Objetivos
1. Pode reescrever a parte do texto sobre as estratégias pró-Dilma que começa nas palavras "O segundo desafio" e vai até "no governo Lula.", trocando "mídia" por "imprensa"?
2. Como fica em inglês a frase "Já seu trabalho no Ministério da Saúde tem apelo concreto.", do texto sobre as estratégias pró-Dilma?
3. Pode dar prosseguimento ao texto sobre as estratégias pró-Dilma a partir do ponto em que ele termina?

Texto fornecido
Em relação às estratégias pró-Dilma:
1. Pelas conversas que tenho com diversos setores (especialmente saneamento e habitação), vencidos os obstáculos ambientais e de falta de projetos (no caso do saneamento) e acertados os contratos de financiamento (no caso do habitacional) 2010 será o ano de vôo de cruzeiro. Há inúmeras obras a serem mostradas; e inúmeras obras que não sairão do papel. Cada lado puxará a brasa para sua sardinha.
2. Desfazer a imagem de Dilma guerrilheira, autoritária e mentirosa será desafio menor. Ao contrário de agora, haverá tempo na campanha gratuita para mostrar mais o lado pessoal de Dilma. Quanto à gestora, provavelmente será apresentada como alguém que ajudou a conferir ao governo Lula o pique administrativo que lhe faltava e a lançar o país no mundo.
O segundo desafio será desconstruir a imagem criada pela mídia para Serra: a do gestor competente, preocupado com a responsabilidade fiscal, defensor do mercado e do social (por conta das recordações da atuação na Saúde).
Há uma obra relevante de Serra parlamentar, mas de baixa eficácia popular. Já seu trabalho no Ministério da Saúde tem apelo concreto. Será difícil para a contrapropaganda atacá-lo, mesmo porque algumas das heranças de sua gestão (envolvimento de assessores diretos com as máfias da Saúde) prosseguiram no governo Lula.
Assim, a discussão sobre sua eficiência administrativa se concentrará na avaliação de sua gestão como governador de São Paulo que até agora tem sido magnificamente blindada pela mídia.

Trecho da fonte
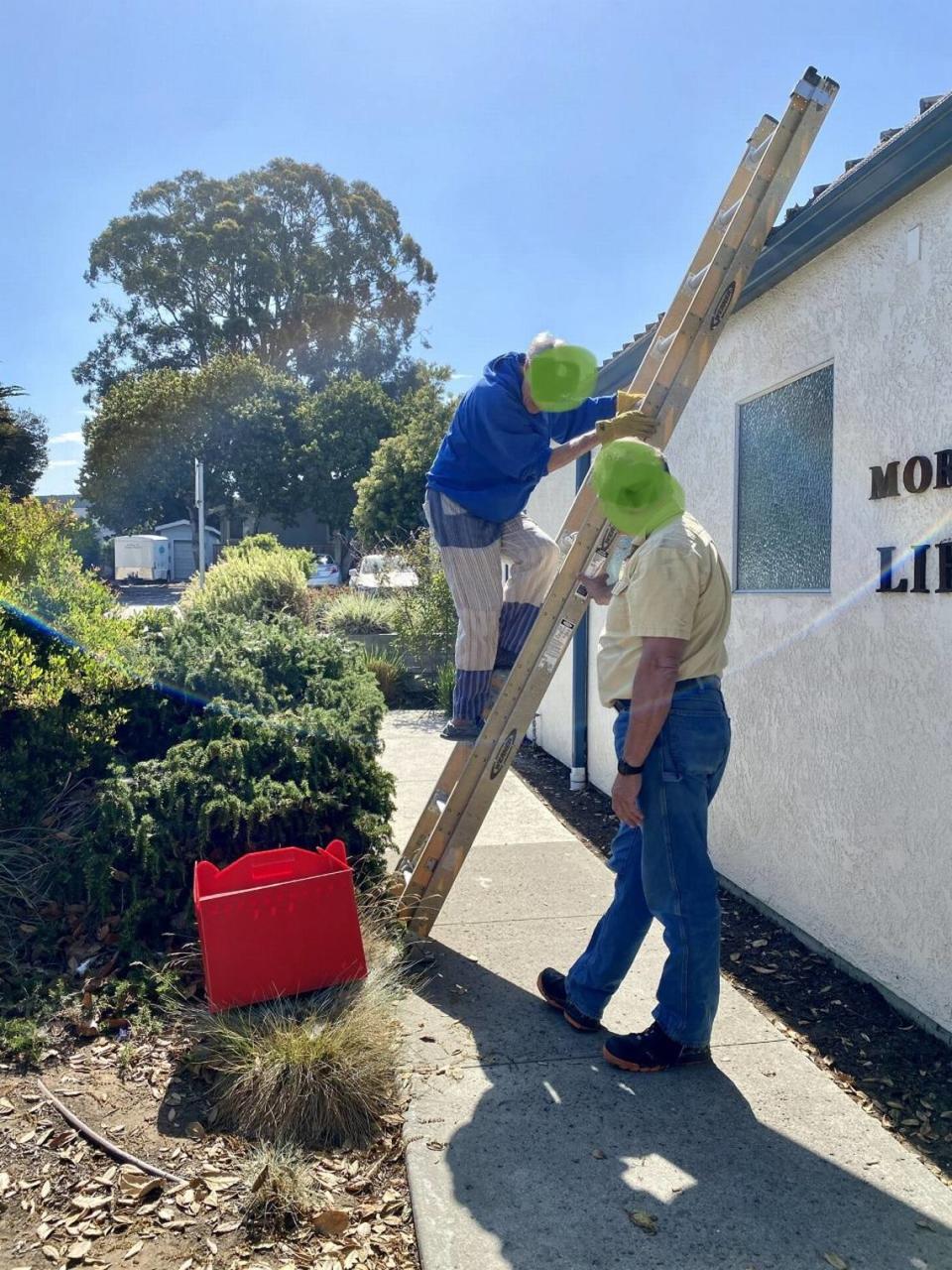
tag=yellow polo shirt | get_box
[598,513,731,706]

Respostas por tarefa
1.
O segundo desafio será desconstruir a imagem criada pela imprensa para Serra: a do gestor competente, preocupado com a responsabilidade fiscal, defensor do mercado e do social (por conta das recordações da atuação na Saúde).
Há uma obra relevante de Serra parlamentar, mas de baixa eficácia popular. Já seu trabalho no Ministério da Saúde tem apelo concreto. Será difícil para a contrapropaganda atacá-lo, mesmo porque algumas das heranças de sua gestão (envolvimento de assessores diretos com as máfias da Saúde) prosseguiram no governo Lula.

2. His work at the Ministry of Health, on the other hand, has concrete appeal.

3.
Serra vestiu o figurino político que era de Paulo Maluf (vendendo a ideia de bom administrador, preocupado apenas com grandes obras e medidas populistas-conservadoras visando sensibilizar a classe média), porém fiscalmente responsável e ainda sem os escândalos de Maluf.
Seus calcanhares-de-Aquiles:
1. No campo das obras, deixará incompleta grande parte da sua vitrine: as obras viárias. Enfrentou os mesmos problemas do PAC – demora em licenciamento ambiental, falta de planejamento para as desapropriações. De certo modo, a exposição desses problemas amenizará as críticas quanto à morosidade do PAC. Além disso, os adversários mostrarão a participação de recursos federais nas obras paulistas.
2. O Serra bom administrador é lembrança do passado – especialmente na Secretaria da Fazenda de São Paulo, na atividade parlamentar e na parte visível de sua atuação na Saúde. Na Prefeitura e no Estado (que são realidades administrativas mais complexas) é nítida a fragilidade administrativa de Serra, incapacidade de enxergar gestão além das obras. Recorre a métodos arcaicos de administração, não aprendeu a trabalhar em gestão colegiada ou em processos, não inovou uma prática administrativa sequer (com exceção do governo eletrônico), nos seus discursos parece não ter idéia sobre o que está sendo feito por seus secretários. Agindo assim, foi incapaz de mobilizar a Europa brasileiro para um projeto moderno de desenvolvimento. Mas são temas para públicos especializados, assim como o estilo autoritário e centralizador do governador. Provavelmente a crítica mais eficiente será sobre a falta de cara do governo Serra.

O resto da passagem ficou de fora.